EXERCISE DIRECTIONS: Identify each line in the data below that contains the string "wire", and copy every such line in full.

[Position identification data]
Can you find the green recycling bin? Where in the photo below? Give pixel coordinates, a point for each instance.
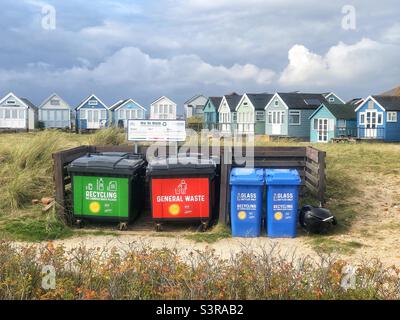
(107, 187)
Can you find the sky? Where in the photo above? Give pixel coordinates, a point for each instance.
(120, 49)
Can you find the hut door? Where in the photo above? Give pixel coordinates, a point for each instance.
(93, 118)
(322, 130)
(370, 124)
(277, 120)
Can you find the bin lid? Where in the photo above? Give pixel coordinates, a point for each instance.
(282, 177)
(247, 176)
(180, 166)
(99, 163)
(113, 154)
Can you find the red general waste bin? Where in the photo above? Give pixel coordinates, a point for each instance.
(182, 191)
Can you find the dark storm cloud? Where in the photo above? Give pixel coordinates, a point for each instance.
(144, 49)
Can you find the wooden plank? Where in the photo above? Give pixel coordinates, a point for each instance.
(120, 148)
(67, 181)
(322, 177)
(224, 188)
(312, 178)
(59, 184)
(72, 154)
(312, 154)
(311, 188)
(279, 164)
(312, 167)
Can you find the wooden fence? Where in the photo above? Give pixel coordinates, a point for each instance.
(310, 163)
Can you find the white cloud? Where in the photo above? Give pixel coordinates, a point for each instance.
(392, 34)
(130, 67)
(362, 62)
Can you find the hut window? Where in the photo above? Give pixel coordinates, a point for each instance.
(342, 123)
(380, 118)
(392, 117)
(294, 117)
(315, 124)
(260, 116)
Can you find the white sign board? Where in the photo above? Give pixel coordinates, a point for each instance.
(156, 130)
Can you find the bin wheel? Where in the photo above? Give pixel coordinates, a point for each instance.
(123, 226)
(158, 227)
(79, 223)
(203, 227)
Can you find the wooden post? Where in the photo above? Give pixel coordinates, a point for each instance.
(224, 201)
(321, 177)
(59, 184)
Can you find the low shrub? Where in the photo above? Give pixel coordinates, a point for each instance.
(145, 273)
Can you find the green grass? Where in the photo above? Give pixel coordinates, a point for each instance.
(34, 230)
(215, 234)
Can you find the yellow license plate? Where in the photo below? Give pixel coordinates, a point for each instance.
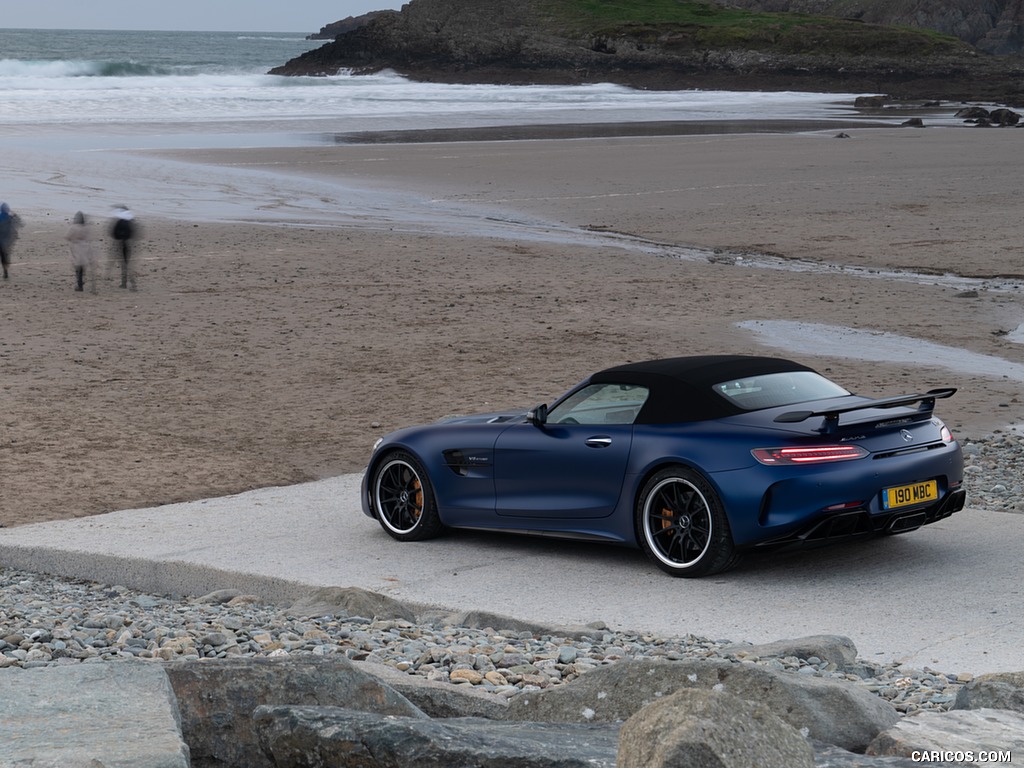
(907, 496)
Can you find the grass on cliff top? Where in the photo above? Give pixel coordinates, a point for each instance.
(710, 26)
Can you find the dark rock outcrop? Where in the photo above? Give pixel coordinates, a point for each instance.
(512, 42)
(216, 700)
(827, 711)
(992, 26)
(331, 31)
(709, 728)
(1004, 690)
(338, 737)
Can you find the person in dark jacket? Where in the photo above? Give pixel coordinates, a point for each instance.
(123, 230)
(9, 222)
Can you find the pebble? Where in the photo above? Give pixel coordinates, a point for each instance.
(47, 621)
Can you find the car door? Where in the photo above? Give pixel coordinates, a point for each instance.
(573, 465)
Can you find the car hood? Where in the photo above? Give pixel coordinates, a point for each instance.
(501, 417)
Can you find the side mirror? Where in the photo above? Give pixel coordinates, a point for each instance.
(538, 416)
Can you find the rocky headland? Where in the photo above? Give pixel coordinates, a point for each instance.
(694, 45)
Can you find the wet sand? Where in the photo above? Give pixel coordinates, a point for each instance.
(461, 276)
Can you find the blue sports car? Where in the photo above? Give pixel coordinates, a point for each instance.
(692, 459)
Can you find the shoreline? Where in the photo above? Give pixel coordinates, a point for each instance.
(364, 288)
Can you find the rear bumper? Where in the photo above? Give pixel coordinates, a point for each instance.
(861, 524)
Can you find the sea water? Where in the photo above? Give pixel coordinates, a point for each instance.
(214, 82)
(80, 109)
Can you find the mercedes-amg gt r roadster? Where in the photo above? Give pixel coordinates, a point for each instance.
(692, 459)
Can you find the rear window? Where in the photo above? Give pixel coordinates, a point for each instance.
(771, 390)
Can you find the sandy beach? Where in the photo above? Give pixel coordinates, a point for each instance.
(269, 350)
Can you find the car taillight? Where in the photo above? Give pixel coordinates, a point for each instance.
(816, 455)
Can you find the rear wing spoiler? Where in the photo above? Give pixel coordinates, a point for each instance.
(830, 416)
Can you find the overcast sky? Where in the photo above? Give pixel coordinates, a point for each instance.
(228, 15)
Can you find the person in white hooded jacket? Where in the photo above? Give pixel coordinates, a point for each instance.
(83, 256)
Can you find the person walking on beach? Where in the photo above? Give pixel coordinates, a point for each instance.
(83, 256)
(9, 222)
(123, 230)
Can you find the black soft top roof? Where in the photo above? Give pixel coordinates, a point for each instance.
(681, 387)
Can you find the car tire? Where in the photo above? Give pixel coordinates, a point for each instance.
(682, 525)
(402, 499)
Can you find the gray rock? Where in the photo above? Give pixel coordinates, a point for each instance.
(217, 699)
(336, 737)
(81, 716)
(710, 729)
(1004, 690)
(484, 620)
(830, 712)
(826, 756)
(439, 699)
(968, 732)
(829, 648)
(350, 601)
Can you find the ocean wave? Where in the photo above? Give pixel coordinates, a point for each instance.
(11, 69)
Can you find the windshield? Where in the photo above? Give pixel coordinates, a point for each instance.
(771, 390)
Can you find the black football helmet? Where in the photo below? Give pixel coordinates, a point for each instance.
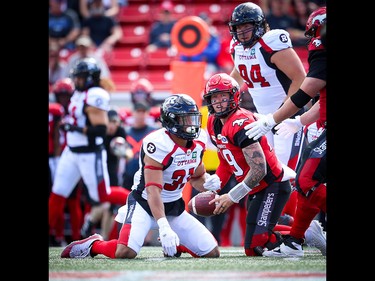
(88, 69)
(218, 83)
(315, 23)
(180, 115)
(248, 13)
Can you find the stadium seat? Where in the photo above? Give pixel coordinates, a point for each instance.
(135, 14)
(126, 59)
(124, 78)
(159, 59)
(134, 36)
(160, 79)
(219, 13)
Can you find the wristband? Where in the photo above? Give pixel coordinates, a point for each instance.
(155, 184)
(238, 192)
(298, 120)
(163, 222)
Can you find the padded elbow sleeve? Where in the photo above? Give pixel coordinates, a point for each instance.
(97, 131)
(300, 98)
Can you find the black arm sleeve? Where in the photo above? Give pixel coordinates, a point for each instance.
(97, 131)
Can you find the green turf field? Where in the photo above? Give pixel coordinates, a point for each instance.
(151, 265)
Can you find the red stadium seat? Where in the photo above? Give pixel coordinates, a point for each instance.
(160, 59)
(135, 14)
(160, 79)
(134, 36)
(126, 59)
(219, 13)
(124, 78)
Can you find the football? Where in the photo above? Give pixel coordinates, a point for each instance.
(199, 204)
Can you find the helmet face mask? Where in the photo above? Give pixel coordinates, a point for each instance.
(89, 72)
(248, 13)
(179, 114)
(222, 83)
(315, 23)
(64, 86)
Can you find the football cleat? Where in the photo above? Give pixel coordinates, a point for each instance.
(87, 227)
(291, 247)
(81, 248)
(316, 237)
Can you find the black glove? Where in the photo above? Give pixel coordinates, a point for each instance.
(70, 128)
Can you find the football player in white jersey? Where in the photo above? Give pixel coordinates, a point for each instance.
(84, 155)
(169, 158)
(265, 60)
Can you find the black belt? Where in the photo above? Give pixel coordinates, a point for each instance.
(85, 149)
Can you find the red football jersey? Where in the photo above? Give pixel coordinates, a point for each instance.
(230, 138)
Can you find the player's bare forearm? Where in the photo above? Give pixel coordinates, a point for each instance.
(257, 161)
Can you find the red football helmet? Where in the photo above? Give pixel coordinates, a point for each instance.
(315, 22)
(141, 91)
(222, 82)
(63, 86)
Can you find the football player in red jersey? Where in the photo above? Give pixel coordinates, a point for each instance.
(254, 163)
(169, 158)
(311, 173)
(63, 90)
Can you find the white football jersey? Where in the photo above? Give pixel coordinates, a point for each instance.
(96, 97)
(179, 162)
(267, 85)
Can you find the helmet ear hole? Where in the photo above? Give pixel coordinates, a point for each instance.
(89, 70)
(222, 83)
(180, 115)
(248, 13)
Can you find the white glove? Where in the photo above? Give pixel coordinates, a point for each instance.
(212, 183)
(262, 126)
(168, 238)
(289, 127)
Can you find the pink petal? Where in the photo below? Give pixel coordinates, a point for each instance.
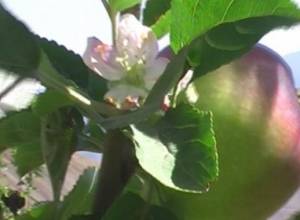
(154, 71)
(136, 40)
(101, 58)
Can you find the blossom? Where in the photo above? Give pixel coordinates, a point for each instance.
(131, 66)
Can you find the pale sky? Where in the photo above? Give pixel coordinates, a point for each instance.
(70, 22)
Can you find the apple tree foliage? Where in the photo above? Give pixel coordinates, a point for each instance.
(188, 162)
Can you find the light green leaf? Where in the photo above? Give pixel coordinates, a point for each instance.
(256, 122)
(184, 150)
(20, 97)
(19, 51)
(228, 41)
(199, 17)
(71, 66)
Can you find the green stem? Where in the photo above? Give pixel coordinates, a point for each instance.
(117, 167)
(112, 17)
(173, 97)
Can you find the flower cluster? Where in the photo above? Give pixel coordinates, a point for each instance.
(132, 65)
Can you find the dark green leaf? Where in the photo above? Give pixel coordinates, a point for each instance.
(77, 202)
(17, 129)
(120, 5)
(19, 51)
(256, 122)
(49, 102)
(20, 97)
(72, 67)
(80, 200)
(184, 150)
(168, 80)
(28, 156)
(199, 17)
(128, 203)
(59, 137)
(133, 207)
(162, 26)
(228, 41)
(154, 10)
(41, 211)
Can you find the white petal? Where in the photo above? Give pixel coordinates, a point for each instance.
(101, 58)
(120, 92)
(135, 41)
(154, 71)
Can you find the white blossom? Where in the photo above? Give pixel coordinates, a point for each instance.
(131, 66)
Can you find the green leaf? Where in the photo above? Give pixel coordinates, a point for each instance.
(72, 67)
(168, 80)
(41, 211)
(228, 41)
(256, 122)
(138, 209)
(19, 51)
(77, 202)
(154, 100)
(184, 150)
(58, 138)
(121, 5)
(28, 157)
(19, 129)
(80, 200)
(20, 97)
(154, 10)
(162, 26)
(199, 17)
(49, 102)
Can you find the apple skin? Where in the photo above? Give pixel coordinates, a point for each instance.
(257, 127)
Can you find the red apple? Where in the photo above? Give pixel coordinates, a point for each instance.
(257, 126)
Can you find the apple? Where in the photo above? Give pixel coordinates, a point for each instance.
(257, 127)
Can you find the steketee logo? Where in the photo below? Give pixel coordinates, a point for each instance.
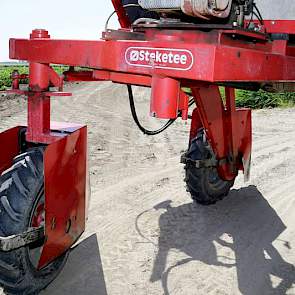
(161, 58)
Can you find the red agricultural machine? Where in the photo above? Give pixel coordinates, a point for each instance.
(170, 46)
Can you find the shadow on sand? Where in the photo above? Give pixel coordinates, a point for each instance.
(83, 273)
(251, 223)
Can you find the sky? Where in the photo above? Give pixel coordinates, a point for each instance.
(64, 19)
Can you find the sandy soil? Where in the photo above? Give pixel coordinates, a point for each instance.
(145, 236)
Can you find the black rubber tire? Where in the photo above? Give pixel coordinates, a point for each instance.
(21, 187)
(204, 184)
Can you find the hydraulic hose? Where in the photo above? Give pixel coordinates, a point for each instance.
(135, 117)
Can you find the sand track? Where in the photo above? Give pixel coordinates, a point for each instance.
(145, 237)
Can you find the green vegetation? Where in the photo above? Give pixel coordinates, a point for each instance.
(260, 99)
(263, 99)
(251, 99)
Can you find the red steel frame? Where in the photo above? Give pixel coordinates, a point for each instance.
(212, 58)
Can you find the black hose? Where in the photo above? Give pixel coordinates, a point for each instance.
(134, 115)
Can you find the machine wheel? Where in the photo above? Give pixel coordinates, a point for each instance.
(204, 184)
(22, 206)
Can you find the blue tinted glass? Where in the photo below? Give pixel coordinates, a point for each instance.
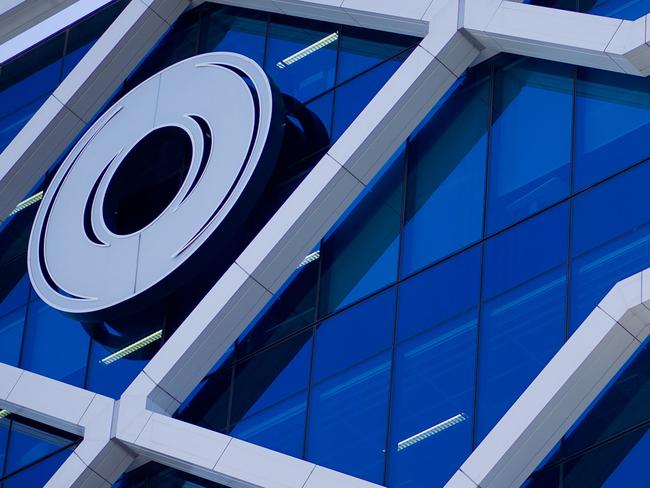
(354, 335)
(622, 463)
(360, 255)
(28, 444)
(446, 180)
(531, 139)
(362, 49)
(303, 76)
(347, 421)
(610, 238)
(11, 124)
(353, 96)
(523, 322)
(30, 76)
(38, 474)
(11, 334)
(433, 400)
(612, 124)
(55, 345)
(280, 427)
(238, 31)
(271, 376)
(621, 9)
(440, 294)
(112, 378)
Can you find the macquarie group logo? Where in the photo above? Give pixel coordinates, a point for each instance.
(173, 165)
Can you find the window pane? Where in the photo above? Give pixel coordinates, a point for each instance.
(354, 335)
(610, 238)
(280, 427)
(531, 139)
(360, 254)
(271, 376)
(523, 320)
(442, 293)
(302, 76)
(55, 345)
(347, 424)
(433, 403)
(446, 180)
(612, 124)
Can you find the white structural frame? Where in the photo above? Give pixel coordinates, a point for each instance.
(455, 34)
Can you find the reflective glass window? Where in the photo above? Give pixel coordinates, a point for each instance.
(235, 30)
(610, 238)
(280, 427)
(347, 422)
(443, 293)
(622, 463)
(612, 124)
(433, 403)
(621, 9)
(271, 376)
(11, 334)
(55, 345)
(446, 179)
(354, 335)
(360, 254)
(524, 313)
(530, 150)
(301, 56)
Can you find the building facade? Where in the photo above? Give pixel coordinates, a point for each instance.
(472, 257)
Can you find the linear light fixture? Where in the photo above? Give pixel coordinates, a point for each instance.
(145, 341)
(445, 424)
(310, 258)
(37, 197)
(308, 50)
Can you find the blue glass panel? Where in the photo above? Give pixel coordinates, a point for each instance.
(352, 97)
(612, 124)
(347, 422)
(354, 335)
(523, 322)
(30, 76)
(611, 238)
(28, 444)
(112, 379)
(622, 463)
(55, 345)
(446, 180)
(11, 334)
(280, 427)
(39, 473)
(303, 76)
(433, 403)
(442, 293)
(362, 49)
(621, 9)
(360, 254)
(531, 139)
(11, 124)
(236, 30)
(271, 376)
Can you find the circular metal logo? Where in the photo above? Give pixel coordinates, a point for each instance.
(154, 179)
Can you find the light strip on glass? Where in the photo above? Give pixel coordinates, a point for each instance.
(308, 50)
(456, 419)
(145, 341)
(37, 197)
(310, 258)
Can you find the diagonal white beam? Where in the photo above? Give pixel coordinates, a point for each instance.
(563, 390)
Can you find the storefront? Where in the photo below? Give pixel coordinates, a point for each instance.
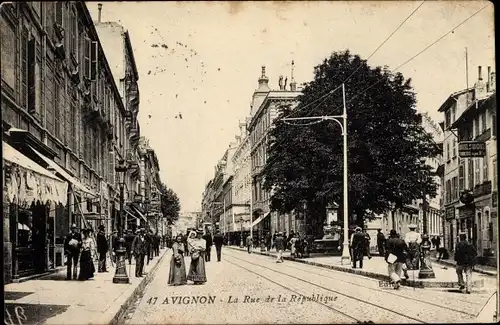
(31, 194)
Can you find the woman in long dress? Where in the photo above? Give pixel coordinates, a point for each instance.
(87, 268)
(177, 275)
(197, 246)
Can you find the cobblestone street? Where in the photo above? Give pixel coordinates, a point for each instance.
(245, 288)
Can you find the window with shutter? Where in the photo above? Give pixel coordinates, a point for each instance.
(59, 13)
(461, 177)
(86, 60)
(57, 109)
(471, 174)
(94, 72)
(485, 166)
(49, 98)
(73, 126)
(31, 75)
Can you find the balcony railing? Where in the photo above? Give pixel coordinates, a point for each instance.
(482, 189)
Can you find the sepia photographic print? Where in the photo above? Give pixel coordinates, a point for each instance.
(249, 162)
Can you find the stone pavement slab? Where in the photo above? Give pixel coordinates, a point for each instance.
(54, 300)
(377, 268)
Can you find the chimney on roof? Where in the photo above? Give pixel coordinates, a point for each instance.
(99, 7)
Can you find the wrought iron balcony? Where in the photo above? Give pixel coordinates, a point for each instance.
(482, 189)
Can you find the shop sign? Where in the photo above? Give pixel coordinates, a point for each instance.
(469, 149)
(450, 213)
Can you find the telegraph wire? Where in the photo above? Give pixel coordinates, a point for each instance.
(422, 51)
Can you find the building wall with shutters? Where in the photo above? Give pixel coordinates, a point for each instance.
(59, 86)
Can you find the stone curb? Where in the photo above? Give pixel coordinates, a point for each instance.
(477, 270)
(137, 291)
(373, 275)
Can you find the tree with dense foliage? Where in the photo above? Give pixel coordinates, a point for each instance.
(170, 204)
(386, 142)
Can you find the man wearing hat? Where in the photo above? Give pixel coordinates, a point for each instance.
(280, 246)
(140, 250)
(396, 251)
(129, 239)
(72, 245)
(413, 240)
(102, 249)
(358, 247)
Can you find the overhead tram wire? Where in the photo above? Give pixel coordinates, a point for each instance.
(373, 53)
(419, 53)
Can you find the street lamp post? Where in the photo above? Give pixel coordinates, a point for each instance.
(121, 270)
(241, 236)
(425, 271)
(346, 259)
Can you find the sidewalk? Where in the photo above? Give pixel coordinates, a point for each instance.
(377, 268)
(54, 300)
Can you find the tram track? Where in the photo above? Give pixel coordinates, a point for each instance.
(390, 292)
(411, 301)
(354, 300)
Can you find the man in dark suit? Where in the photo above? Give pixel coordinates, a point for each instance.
(139, 247)
(149, 245)
(129, 239)
(209, 243)
(102, 248)
(218, 241)
(72, 245)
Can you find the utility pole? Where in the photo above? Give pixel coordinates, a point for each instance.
(346, 258)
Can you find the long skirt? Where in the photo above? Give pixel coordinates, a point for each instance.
(197, 270)
(413, 259)
(177, 274)
(87, 267)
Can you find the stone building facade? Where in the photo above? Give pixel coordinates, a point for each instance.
(58, 91)
(264, 109)
(478, 175)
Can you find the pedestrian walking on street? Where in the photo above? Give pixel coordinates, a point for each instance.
(381, 242)
(465, 256)
(177, 275)
(72, 245)
(280, 246)
(268, 241)
(367, 243)
(413, 240)
(140, 250)
(395, 255)
(102, 249)
(293, 247)
(208, 248)
(129, 239)
(218, 241)
(358, 246)
(149, 245)
(197, 246)
(87, 268)
(249, 244)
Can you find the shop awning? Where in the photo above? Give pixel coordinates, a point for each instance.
(77, 184)
(259, 219)
(33, 183)
(130, 214)
(139, 213)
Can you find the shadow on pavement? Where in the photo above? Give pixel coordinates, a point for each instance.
(28, 314)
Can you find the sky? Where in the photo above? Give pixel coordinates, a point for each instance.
(201, 61)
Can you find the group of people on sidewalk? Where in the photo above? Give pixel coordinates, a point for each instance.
(403, 255)
(82, 249)
(198, 247)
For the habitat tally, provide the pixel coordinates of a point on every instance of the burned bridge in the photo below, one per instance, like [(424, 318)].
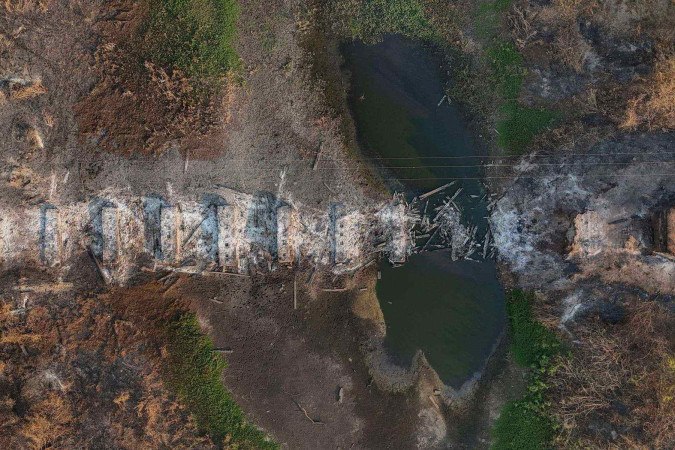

SOLUTION TO THE PROBLEM:
Can you find the telegraph wire? Where in the photo above? Give pixel coordinates, a point for each instance.
Can you find the overhead tram wire? Where in the photo above? Give pixel coordinates, a point for each instance.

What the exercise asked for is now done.